Given a query, we evaluate the model on searching the more similar sentence. To do so, starting from the original dataset, we build a new dataset by selecting the pairs with a similarity score > 4. The task is to correctly retrieve the twin sentence.

As evaluation metrics, we use Rank@1, Rank@2, Rank@3, Rank@4, Rank@5, where Rank@n means how much times the correct twin is retrieved by the model in the first "n" more similar sentences retrieved. For example, Rank@3 checks if the retrieved item is in the first 3 positions.

In [None]:
# Retrieve pairs in the dataset having the two sentences with similar meaning (synonyms)
def get_similar_pairs(dataset):
    sent1 = []
    sent2 = []
    # We use idx to know the index of similar instances in the dataset
    idx = []
    for i in range(len(dataset["sentence1"])):
        # We define two sentences as similar if their similarity score is > 4
        if round(dataset["similarity_score"][i]) > 4:
            sent1.append(dataset["sentence1"][i])
            sent2.append(dataset["sentence2"][i])
            idx.append(i)
    return sent1, sent2, idx


# Get the percentage of how many times the correct sentence to be retrieved is
# in the first "n" best retrieved sentences
def get_rank_n(pred_scores, n, idx):
    rank = sum([k in np.argsort(pred_scores[i])[-n:] for i, k in enumerate(idx)]) / len(pred_scores)

LISTED RECORDS
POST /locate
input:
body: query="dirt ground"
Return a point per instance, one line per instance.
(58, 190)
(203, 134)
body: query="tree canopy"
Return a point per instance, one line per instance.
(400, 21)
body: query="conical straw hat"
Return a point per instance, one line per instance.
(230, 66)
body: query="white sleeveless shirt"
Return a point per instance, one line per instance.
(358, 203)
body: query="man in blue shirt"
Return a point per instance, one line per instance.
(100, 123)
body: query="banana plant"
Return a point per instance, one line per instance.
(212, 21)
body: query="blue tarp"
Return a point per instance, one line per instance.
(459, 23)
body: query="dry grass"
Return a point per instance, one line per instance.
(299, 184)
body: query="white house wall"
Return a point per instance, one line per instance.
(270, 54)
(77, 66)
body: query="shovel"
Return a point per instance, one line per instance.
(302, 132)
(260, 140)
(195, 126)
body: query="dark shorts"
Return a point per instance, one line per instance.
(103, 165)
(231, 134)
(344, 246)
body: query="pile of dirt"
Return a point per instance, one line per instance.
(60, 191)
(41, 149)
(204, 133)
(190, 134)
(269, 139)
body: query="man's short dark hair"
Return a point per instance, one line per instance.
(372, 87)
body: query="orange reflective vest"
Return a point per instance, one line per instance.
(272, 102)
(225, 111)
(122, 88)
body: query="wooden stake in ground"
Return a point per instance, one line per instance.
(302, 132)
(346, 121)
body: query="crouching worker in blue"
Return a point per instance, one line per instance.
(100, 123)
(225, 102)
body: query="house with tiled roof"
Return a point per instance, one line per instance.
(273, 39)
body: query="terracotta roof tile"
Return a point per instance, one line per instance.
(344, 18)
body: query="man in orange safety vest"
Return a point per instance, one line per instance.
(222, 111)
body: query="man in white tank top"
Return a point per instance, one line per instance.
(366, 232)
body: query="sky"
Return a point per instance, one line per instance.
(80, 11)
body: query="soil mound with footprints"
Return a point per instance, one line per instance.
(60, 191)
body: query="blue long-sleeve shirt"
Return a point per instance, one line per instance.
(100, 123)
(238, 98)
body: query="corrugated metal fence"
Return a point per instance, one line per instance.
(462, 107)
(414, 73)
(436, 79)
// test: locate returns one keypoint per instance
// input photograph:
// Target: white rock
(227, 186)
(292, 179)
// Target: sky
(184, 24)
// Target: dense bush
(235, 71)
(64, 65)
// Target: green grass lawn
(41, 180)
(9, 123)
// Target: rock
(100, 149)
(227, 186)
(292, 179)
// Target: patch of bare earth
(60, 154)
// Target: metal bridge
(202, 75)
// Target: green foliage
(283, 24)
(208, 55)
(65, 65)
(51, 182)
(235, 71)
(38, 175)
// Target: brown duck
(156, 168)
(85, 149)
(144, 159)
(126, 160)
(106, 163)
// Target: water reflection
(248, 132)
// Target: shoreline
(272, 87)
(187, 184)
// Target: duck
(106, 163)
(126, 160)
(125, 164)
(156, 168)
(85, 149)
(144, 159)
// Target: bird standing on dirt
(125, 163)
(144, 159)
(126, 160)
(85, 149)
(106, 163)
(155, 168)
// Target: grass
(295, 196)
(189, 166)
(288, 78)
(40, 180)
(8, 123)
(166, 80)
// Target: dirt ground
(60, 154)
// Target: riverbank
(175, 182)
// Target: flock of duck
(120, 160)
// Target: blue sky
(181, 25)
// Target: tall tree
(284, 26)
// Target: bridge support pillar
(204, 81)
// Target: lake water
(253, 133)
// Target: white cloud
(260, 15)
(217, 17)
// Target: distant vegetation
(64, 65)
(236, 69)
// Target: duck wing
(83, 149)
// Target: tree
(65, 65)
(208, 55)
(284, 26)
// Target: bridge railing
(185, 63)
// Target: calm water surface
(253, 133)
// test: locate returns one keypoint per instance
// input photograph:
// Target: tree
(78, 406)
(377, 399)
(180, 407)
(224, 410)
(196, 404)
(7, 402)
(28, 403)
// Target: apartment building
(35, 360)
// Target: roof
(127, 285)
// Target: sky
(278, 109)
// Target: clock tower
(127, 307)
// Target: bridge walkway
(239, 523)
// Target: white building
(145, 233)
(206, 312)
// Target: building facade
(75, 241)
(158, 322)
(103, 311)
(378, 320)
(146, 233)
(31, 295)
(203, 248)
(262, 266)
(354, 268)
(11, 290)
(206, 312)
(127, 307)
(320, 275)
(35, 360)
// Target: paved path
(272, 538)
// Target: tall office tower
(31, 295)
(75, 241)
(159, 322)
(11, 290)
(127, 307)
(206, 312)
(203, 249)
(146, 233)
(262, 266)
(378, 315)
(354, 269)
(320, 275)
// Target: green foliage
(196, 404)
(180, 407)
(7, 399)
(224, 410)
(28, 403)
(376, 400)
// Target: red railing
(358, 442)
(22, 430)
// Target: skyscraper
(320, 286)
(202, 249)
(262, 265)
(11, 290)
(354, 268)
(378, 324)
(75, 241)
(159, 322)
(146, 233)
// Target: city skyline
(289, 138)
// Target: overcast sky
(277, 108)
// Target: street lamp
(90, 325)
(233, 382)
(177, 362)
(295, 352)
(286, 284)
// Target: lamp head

USING THE INFORMATION
• a. Reproduce a span of the retrieval evaluation excerpt, beginning at the words "idx.append(i)" and stopping after "enumerate(idx)]) / len(pred_scores)".
• b. In the retrieval evaluation excerpt, what similarity score must a pair exceed to be selected for the new dataset?
The rows play no part in what comes next.

ANSWERS TO EACH TASK
• a.
idx.append(i)
    return sent1, sent2, idx


# Get the percentage of how many times the correct sentence to be retrieved is
# in the first "n" best retrieved sentences
def get_rank_n(pred_scores, n, idx):
    rank = sum([k in np.argsort(pred_scores[i])[-n:] for i, k in enumerate(idx)]) / len(pred_scores)

• b. A pair is selected if its similarity score is greater than 4.